[Records]
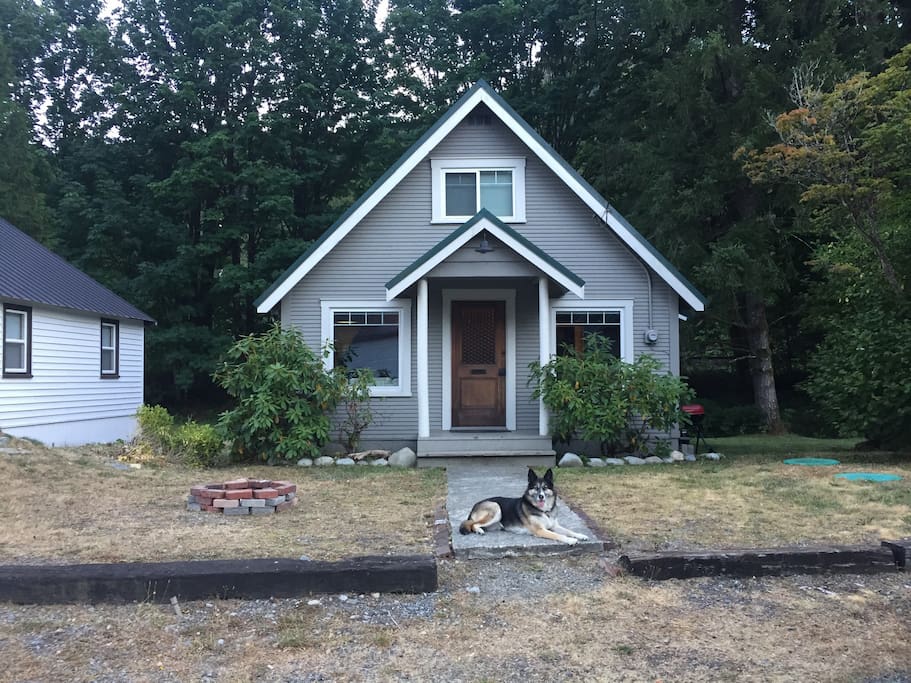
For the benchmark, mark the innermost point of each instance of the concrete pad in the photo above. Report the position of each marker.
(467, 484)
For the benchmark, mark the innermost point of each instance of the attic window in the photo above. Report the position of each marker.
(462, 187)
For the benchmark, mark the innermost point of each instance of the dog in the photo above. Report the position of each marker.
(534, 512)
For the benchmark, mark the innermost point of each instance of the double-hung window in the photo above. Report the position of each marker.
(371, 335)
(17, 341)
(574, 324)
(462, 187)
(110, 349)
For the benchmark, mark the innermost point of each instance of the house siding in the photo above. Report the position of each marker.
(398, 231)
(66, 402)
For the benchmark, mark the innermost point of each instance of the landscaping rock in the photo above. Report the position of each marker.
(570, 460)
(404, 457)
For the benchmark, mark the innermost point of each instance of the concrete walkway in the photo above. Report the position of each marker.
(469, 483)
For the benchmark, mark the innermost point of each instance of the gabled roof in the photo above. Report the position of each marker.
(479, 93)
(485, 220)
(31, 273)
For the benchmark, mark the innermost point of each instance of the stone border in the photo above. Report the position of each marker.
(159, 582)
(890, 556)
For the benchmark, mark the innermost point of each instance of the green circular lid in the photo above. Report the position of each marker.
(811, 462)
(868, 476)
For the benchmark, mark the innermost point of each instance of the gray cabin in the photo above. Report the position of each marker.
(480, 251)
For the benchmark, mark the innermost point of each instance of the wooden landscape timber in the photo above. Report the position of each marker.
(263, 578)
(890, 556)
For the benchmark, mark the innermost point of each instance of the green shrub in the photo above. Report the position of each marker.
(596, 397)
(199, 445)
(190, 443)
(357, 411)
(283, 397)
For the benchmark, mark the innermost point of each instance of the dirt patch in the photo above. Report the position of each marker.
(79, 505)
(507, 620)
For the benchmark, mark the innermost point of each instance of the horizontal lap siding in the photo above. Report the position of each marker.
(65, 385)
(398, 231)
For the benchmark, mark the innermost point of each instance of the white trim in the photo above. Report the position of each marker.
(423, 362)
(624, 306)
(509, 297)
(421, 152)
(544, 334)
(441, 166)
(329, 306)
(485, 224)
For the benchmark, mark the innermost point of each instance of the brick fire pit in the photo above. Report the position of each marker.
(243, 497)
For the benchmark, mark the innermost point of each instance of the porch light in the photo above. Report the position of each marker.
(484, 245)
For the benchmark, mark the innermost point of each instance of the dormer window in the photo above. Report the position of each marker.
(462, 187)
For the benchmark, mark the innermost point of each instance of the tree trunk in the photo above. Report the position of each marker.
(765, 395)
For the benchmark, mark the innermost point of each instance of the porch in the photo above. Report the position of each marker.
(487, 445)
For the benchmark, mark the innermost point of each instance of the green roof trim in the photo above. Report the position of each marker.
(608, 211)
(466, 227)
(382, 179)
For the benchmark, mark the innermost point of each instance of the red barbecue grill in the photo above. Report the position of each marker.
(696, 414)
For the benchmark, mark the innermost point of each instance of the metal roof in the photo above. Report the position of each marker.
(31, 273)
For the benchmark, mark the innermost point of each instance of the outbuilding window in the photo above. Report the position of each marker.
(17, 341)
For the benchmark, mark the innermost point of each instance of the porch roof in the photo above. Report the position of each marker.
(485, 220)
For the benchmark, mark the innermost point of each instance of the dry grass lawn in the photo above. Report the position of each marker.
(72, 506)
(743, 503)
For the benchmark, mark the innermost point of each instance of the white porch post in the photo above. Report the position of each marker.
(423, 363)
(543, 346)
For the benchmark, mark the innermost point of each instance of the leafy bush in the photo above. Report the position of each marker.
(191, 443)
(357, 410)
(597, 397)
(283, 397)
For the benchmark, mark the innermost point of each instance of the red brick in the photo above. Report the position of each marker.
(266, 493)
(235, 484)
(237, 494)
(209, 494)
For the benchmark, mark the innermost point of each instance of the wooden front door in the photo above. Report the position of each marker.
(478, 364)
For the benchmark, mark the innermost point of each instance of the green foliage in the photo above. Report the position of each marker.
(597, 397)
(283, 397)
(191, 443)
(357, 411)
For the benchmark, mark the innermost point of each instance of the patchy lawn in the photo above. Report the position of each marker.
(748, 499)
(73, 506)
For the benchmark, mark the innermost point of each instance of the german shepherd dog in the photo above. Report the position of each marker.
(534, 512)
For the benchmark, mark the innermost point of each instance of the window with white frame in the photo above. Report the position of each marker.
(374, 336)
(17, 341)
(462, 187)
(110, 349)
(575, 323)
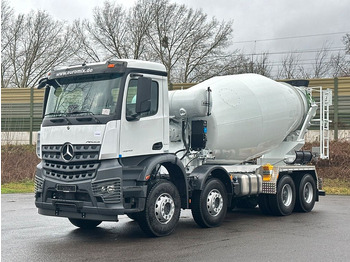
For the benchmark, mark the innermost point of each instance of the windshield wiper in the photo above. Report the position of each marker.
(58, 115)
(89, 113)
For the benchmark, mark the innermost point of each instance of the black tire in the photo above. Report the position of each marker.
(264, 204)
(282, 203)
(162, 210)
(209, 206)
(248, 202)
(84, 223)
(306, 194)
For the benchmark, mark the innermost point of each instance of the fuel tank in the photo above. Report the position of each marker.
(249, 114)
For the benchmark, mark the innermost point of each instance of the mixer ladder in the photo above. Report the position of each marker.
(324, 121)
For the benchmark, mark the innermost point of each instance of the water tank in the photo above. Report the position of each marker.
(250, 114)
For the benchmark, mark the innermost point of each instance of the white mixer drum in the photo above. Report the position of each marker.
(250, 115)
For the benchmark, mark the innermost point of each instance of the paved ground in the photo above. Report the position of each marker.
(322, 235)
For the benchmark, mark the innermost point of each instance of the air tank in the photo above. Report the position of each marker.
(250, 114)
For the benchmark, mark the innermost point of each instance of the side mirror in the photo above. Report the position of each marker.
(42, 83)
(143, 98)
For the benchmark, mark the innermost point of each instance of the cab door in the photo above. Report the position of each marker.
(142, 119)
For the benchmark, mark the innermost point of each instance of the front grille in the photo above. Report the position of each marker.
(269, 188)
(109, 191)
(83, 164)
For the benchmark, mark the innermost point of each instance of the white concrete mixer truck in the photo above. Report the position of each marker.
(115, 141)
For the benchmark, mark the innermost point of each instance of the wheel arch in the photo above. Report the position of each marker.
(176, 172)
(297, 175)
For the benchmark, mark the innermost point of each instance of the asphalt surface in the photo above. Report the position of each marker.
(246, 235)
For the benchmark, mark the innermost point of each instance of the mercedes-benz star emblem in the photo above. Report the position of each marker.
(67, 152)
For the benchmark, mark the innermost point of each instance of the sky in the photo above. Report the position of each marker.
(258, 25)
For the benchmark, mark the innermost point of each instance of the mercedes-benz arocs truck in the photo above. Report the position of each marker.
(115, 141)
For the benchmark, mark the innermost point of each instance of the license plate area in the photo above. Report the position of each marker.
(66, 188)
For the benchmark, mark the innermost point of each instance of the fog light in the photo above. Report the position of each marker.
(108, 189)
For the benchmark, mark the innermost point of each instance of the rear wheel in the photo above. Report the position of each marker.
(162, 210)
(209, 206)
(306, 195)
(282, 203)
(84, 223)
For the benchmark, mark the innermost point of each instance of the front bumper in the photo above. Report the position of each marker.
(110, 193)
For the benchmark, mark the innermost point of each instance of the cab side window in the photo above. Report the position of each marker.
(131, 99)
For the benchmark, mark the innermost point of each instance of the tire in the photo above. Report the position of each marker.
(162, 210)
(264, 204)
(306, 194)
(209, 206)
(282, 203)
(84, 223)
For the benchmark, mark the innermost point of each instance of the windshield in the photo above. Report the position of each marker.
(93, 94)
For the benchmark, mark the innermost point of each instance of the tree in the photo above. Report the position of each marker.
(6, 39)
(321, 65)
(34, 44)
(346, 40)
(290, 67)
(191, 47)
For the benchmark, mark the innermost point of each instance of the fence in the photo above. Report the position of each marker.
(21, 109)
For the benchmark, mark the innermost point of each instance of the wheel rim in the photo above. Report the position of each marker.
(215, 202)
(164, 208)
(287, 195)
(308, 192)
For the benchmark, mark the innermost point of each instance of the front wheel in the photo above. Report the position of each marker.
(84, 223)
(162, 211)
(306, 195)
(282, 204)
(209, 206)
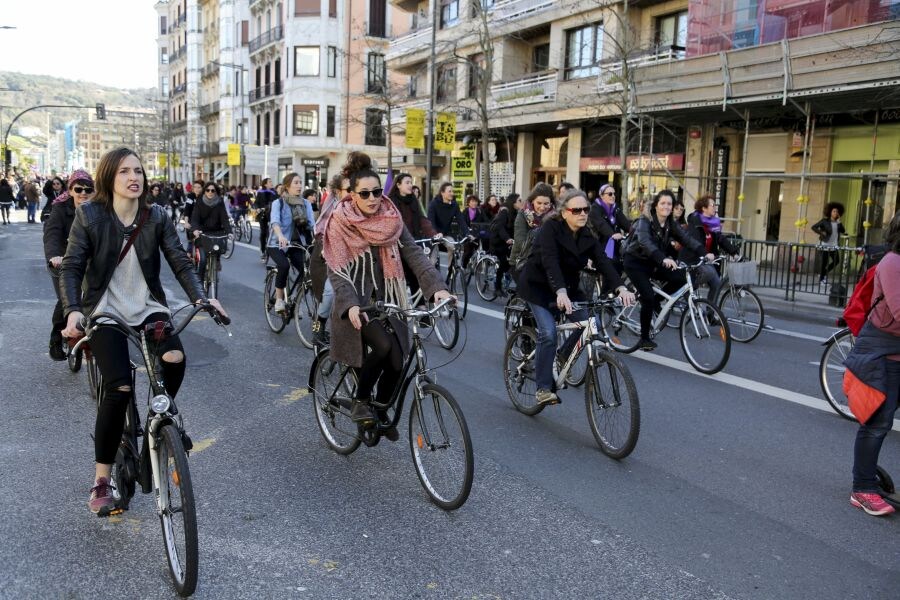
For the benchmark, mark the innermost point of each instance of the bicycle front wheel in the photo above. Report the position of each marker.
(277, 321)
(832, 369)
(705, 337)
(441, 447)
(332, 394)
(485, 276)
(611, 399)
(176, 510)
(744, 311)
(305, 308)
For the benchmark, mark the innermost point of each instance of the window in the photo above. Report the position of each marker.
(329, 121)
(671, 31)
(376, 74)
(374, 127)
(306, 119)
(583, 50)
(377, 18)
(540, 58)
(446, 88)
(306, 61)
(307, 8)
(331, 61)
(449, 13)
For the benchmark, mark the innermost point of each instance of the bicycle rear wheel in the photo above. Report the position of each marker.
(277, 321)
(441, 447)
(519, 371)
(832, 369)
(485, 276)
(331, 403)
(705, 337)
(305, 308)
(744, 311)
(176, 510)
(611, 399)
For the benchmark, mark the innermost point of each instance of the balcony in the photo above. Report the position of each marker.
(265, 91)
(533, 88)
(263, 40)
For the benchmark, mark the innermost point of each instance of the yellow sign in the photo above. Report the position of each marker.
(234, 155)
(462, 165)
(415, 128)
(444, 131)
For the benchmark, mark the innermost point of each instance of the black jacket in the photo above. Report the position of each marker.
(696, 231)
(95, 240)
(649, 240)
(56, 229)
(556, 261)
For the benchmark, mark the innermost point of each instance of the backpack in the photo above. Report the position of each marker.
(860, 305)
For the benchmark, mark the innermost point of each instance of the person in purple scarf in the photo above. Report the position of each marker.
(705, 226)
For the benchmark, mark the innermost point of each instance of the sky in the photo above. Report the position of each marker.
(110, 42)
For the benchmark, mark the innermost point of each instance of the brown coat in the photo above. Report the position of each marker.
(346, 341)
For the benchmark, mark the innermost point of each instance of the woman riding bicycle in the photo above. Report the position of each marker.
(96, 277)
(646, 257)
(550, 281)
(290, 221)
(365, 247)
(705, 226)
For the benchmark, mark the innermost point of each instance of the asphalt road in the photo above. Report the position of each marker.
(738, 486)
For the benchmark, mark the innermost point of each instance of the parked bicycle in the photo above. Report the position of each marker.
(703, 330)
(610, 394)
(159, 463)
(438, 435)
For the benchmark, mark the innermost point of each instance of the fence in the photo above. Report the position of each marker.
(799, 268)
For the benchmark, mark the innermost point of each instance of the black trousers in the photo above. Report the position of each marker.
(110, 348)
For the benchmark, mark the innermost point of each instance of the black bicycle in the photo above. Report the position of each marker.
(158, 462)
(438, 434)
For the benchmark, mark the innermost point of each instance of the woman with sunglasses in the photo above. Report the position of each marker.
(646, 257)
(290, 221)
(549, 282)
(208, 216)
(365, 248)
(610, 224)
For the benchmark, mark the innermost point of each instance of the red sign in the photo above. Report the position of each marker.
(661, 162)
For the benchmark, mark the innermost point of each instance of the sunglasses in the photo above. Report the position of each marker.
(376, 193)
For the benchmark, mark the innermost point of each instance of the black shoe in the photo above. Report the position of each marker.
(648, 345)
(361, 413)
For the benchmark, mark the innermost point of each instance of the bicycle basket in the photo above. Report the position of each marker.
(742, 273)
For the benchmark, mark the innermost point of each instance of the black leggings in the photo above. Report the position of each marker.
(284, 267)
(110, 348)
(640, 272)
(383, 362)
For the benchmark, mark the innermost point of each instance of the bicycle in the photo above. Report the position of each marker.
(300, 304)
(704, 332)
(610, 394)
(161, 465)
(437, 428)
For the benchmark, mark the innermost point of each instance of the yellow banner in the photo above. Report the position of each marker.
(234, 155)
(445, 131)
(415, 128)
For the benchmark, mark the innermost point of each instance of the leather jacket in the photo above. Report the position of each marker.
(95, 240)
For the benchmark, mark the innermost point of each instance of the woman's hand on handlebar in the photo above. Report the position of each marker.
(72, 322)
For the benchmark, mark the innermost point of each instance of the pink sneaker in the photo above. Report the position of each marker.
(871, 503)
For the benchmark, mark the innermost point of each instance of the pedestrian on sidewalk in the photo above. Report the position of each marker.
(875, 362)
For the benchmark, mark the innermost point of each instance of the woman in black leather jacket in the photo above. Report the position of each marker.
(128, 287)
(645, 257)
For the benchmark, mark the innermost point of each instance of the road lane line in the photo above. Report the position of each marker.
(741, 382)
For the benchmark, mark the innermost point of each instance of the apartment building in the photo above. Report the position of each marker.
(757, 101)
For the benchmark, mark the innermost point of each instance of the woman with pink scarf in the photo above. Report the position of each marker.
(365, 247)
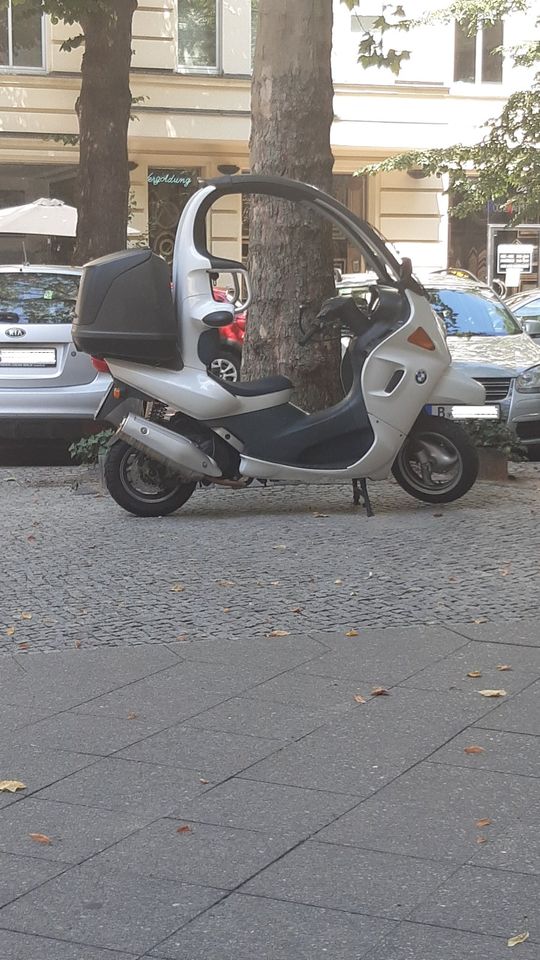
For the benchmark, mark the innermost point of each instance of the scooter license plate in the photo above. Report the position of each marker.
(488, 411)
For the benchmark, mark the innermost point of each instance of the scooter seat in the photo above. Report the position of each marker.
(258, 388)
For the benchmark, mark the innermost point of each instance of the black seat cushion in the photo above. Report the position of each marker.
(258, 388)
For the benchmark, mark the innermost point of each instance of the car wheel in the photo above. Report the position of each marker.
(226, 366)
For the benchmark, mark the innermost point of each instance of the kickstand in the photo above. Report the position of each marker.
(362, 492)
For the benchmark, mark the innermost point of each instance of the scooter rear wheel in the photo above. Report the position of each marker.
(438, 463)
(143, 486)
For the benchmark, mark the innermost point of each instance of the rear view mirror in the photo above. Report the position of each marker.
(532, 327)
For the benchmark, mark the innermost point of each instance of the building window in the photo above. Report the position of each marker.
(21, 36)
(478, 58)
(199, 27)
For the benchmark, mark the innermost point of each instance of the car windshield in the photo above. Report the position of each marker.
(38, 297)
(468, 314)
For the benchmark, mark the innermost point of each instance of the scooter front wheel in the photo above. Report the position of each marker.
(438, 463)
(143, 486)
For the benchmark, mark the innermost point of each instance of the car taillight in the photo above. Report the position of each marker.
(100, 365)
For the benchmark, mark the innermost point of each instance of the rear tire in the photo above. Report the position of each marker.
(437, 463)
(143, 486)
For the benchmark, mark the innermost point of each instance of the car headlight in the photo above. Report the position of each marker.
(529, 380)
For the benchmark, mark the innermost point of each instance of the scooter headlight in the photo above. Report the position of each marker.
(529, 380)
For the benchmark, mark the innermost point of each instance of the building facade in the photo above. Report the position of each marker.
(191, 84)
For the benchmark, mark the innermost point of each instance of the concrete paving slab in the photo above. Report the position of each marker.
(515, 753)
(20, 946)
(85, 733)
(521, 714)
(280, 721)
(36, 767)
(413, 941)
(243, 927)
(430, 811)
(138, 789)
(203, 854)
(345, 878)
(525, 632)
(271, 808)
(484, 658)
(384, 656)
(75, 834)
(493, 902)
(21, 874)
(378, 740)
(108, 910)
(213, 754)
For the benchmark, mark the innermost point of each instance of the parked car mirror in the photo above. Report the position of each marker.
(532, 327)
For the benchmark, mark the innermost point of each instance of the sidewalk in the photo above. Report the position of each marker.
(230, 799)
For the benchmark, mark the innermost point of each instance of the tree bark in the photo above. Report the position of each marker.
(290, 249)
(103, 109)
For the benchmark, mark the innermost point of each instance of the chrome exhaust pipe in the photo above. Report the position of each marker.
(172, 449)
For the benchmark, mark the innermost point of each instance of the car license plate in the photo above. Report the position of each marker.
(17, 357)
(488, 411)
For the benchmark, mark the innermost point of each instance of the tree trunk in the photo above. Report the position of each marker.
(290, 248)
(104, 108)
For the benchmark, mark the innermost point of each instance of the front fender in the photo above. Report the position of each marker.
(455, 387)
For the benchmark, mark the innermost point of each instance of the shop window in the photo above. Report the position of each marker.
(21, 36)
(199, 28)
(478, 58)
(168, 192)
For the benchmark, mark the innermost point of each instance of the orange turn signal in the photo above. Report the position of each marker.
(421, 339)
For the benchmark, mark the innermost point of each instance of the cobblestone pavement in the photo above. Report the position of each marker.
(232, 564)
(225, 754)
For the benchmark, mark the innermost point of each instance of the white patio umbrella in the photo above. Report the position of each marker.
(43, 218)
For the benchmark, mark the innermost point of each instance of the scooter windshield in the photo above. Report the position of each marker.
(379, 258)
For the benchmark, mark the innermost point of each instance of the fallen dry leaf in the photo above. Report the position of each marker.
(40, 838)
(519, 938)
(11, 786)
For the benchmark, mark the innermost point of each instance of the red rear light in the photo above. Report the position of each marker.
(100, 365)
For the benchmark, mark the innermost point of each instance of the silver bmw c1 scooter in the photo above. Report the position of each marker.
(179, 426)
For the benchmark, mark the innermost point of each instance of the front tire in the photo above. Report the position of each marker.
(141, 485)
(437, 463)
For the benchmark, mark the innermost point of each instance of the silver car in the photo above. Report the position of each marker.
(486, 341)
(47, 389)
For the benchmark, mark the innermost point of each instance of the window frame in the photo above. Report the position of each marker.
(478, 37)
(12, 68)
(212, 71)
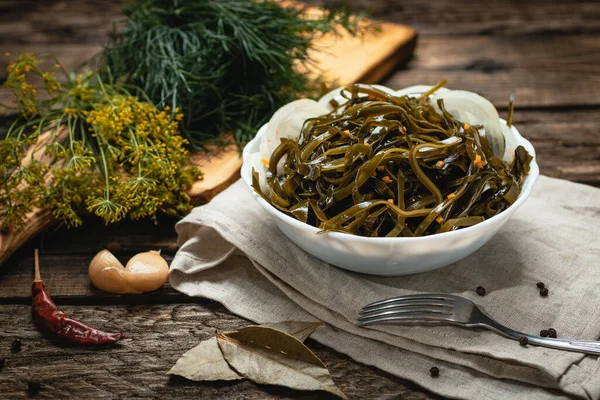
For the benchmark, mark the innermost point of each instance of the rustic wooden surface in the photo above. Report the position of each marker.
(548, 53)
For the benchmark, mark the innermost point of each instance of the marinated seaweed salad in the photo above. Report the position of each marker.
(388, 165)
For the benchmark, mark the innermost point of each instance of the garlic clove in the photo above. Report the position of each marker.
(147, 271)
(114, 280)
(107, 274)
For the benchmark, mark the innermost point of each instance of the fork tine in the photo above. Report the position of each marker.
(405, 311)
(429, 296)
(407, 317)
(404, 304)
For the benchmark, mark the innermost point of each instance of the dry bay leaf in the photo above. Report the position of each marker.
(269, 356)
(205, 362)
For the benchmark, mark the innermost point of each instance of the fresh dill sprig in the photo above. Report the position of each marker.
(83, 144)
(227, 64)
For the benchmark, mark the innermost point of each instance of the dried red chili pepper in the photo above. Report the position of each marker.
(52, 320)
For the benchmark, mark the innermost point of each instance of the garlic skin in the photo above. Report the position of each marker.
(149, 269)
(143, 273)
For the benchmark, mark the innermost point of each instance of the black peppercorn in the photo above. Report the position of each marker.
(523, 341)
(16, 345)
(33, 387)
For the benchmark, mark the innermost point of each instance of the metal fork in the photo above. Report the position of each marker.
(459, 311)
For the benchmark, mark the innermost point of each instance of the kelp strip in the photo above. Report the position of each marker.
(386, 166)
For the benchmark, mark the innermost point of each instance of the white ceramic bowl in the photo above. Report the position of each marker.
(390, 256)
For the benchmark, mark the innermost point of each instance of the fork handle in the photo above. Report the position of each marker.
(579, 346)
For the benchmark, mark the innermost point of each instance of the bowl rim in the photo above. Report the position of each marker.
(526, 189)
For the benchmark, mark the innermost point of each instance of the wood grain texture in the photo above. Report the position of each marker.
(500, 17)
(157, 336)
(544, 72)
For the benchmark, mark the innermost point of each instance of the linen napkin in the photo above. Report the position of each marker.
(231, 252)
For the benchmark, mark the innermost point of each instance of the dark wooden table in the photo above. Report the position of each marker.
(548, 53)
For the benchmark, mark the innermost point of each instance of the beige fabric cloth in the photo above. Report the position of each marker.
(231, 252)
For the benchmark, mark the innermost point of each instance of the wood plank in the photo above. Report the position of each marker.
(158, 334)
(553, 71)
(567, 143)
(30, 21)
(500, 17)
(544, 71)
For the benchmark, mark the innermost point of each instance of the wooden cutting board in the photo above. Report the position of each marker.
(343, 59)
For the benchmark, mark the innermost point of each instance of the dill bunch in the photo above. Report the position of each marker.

__SET TASK__
Return precisely the lines of the records, starting with the line that holds "of the beige" and ending with the last one.

__RESPONSE TO THIS EXERCISE__
For the benchmark, mark the innermost point of each instance of the beige fabric cloth in the photo above. Report the position of each marker.
(231, 252)
For the benchmark, mark the innermost point of each instance of the wood plank in the photo above. Report the position of each marker.
(158, 334)
(553, 71)
(567, 143)
(30, 21)
(500, 17)
(544, 71)
For the benchmark, mark the innermost point of each instance of the wooden cutting board in the photo above. Report the position of each marker.
(343, 59)
For the benchmark, mark the innermost point of each instance of the dill bunch in the photo above. Report the position of each marker.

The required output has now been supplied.